[Records from a point labeling set]
* START *

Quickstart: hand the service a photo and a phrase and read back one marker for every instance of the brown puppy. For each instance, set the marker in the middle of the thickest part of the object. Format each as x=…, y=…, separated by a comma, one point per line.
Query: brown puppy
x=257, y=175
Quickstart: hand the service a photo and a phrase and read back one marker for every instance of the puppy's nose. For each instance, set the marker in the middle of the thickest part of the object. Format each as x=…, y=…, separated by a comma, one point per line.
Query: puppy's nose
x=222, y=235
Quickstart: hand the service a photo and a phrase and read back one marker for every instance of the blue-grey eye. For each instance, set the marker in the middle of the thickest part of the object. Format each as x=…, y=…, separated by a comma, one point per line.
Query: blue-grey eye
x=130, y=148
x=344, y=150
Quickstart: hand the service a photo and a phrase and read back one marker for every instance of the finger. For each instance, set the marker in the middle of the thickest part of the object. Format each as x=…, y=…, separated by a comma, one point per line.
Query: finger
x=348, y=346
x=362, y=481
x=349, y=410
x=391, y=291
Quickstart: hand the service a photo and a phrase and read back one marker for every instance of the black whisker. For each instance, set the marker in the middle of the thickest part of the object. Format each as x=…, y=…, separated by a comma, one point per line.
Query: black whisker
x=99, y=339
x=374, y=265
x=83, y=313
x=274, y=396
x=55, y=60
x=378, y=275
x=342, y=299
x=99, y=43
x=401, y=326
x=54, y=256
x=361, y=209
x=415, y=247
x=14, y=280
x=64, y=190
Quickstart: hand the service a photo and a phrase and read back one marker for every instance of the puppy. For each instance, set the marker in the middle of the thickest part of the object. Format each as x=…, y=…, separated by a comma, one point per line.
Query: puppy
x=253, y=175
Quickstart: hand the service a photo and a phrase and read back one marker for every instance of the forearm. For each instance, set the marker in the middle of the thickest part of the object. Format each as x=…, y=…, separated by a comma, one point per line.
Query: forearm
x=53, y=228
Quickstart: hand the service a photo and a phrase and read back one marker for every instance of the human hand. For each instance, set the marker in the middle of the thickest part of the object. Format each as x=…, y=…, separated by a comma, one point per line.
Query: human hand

* END *

_INSTRUCTIONS TO FOLLOW_
Please rewrite all the items above, switching every "thickest part" to "widest part" and keeping everything else the same.

_RESPONSE_
Quickstart: hand the service a photo and a phrase and read back one marker for every instance of the brown puppy. For each instance, set the marker in the middle of the widest part of the object. Format each as x=…, y=…, separated by a comma, one point per line.
Query: brown puppy
x=257, y=175
Quickstart: hand the service a photo and a phrase and read back one marker for every instance of the puppy's nose. For each instance, set the marker in the middle of the widest part of the object. Format each as x=…, y=…, separated by a comma, one point per line.
Query: puppy's nose
x=222, y=235
Quickstart: hand the service a photo and a phrase and read back one marker for every instance of the blue-grey eye. For each instance, set the marker in the middle of the widest part of the object. Format each as x=…, y=…, separated by a comma, one point per line.
Query: blue-grey eye
x=130, y=148
x=344, y=150
Quickstart: hand the service a photo and a phrase and read back one marker for every instance of the finger. For each instance, set the marker in the middle of the widest part of the object. Format each as x=…, y=…, separated by a comma, one point per line.
Query: finger
x=348, y=346
x=362, y=481
x=349, y=410
x=391, y=291
Quickstart: hand the service a photo and a phrase and read back one marker for every instance of the black whisker. For each instance, set the marker in the middle of the widest part of the object. Format each as x=…, y=…, separated by a comma, one point per line.
Query: black whisker
x=99, y=339
x=374, y=265
x=83, y=313
x=274, y=396
x=55, y=60
x=378, y=275
x=342, y=299
x=99, y=43
x=401, y=326
x=54, y=256
x=361, y=209
x=415, y=247
x=14, y=280
x=64, y=190
Quickstart: hand the service a photo and a phrase and read back one marker for every instance of the puppy. For each instance, set the marker in the middle of the widest part of the object. Format each as x=…, y=…, separated by a comma, one point per line.
Query: puppy
x=253, y=175
Quickstart: hand the service a photo and a phrase and read back one marker for every instance of the forearm. For each instance, set the marker in the middle of the widest part of the object. Format each as x=…, y=…, separated by a comma, one point per line.
Query: forearm
x=53, y=228
Quickstart: hand the service a photo and a phrase and read back one marker for every instance of the human hand. For each instance, set the marker in the middle of the widest part of the object. Format each as x=…, y=…, separated by a comma, one point per line.
Query: human hand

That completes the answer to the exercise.